[Passage to read]
┌──

Killing Kennedy is a 2013 American television film, based on the 2012 non-fiction book of the same title by Bill O'Reilly and Martin Dugard, and starring Rob Lowe, Will Rothhaar, Ginnifer Goodwin, and Michelle Trachtenberg. The movie dramatizes the presidency and assassination of John F. Kennedy, as well as the life of Lee Harvey Oswald in the years leading up to the assassination.

It premiered in the US and Canada on National Geographic Channel on November 10, 2013, followed by the various European National Geographic channels a few days later. It was first shown on terrestrial TV in the UK by Channel 4 on November 23, 2013 and in South Korea on November 21, 2013.

Plot summary
The plot follows the rise of John F. Kennedy (Lowe) as he becomes President of the United States. As Kennedy's career shapes, Lee Harvey Oswald (Rothhaar), a former marine, begins to grow disillusioned with the US. Their paths ultimately cross and results in Oswald's assassination of Kennedy.

Main cast
 Rob Lowe as John F. Kennedy
 Will Rothhaar as Lee Harvey Oswald
 Ginnifer Goodwin as Jacqueline Kennedy
 Michelle Trachtenberg as Marina Oswald
 Jack Noseworthy as Robert F. Kennedy
 Francis Guinan as Lyndon B. Johnson
 Richard Flood as Kenny O'Donnell
 Natalie Gold as Ruth Paine
 Jamie McShane as US Moscow Embassy consul Richard Edward Snyder
 Brian Hutchison as USSS Special Agent Winston Lawson
 Casey Siemaszko as Jack Ruby
 Antoinette LaVecchia as Lady Bird Johnson
 Boris McGiver as FBI Special Agent John W. Fain
 Matt Micou as J. D. Tippit
Keith Tyree as Governor John Connally
Adrienne Nelson as Nellie Connally
Lucas N Hall as Officer Atwell
Roger W. Durrett as Admiral Arleigh Burke, Chief of Naval Operations
Danny McCarthy as Agent James P. Hosty
Parker Dowling as Buell Wesley Frazier
Mike Shiflett as Captain Will Fritz
Terry Menefee Gau as Nurse Doris Nelson
Joseph Gray as Sergeant Gerald Hill
 Mary Pat Gleason as Marguerite Oswald

Production
After the success of Killing Lincoln, National Geographic Channel announced it would produce a film adaptation of Killing Kennedy. In May 2013, it was announced that Rob Lowe was to play President John F. Kennedy, Ginnifer Goodwin would play First Lady Jacqueline Kennedy, and Michelle Trachtenberg would portray Lee Harvey Oswald's wife Marina Oswald. Goodwin used intimate photos to better portray Jackie Kennedy and was concerned "to do her justice and to play her as accurately as possible without ever doing an impression of her." Costar Rob Lowe said of seeing Goodwin in the pink Chanel suit, "It made it real. If I were under any illusions about what we were doing, seeing her in that iconic moment was, I would say, sobering." While portraying Marina Oswald, Trachtenberg consulted her Russian-born mother for help in speaking Russian. Filming took place in Richmond, Virginia.

└──

[Information shown]
┌──

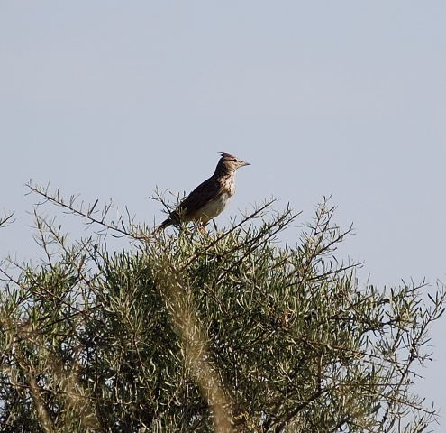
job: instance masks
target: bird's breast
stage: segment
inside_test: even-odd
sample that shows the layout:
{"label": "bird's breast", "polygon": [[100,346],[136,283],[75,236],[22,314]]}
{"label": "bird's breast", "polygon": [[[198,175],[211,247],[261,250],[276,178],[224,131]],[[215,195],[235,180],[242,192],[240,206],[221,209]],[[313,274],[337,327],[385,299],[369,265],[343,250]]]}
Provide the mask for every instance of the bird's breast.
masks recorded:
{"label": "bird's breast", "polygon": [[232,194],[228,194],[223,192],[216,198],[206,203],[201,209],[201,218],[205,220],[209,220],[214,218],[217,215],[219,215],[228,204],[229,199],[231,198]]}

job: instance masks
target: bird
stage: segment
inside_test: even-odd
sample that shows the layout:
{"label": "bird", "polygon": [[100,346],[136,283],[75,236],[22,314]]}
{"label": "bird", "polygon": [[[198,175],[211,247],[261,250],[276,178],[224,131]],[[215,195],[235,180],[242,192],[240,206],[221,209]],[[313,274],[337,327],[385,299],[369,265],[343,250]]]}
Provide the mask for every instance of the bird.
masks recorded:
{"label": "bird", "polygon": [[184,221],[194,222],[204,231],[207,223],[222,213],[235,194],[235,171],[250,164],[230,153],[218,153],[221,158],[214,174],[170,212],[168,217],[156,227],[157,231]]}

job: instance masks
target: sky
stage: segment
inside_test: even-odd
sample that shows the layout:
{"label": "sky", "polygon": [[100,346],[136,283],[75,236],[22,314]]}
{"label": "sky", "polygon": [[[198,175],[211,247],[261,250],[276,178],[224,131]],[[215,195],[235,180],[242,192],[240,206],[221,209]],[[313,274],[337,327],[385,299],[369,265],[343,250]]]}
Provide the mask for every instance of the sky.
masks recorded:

└──

[Task requirements] According to the Killing Kennedy article, in which city was the film shot? The rows have nothing to do with the Killing Kennedy article.

[Solution] Richmond, Virginia.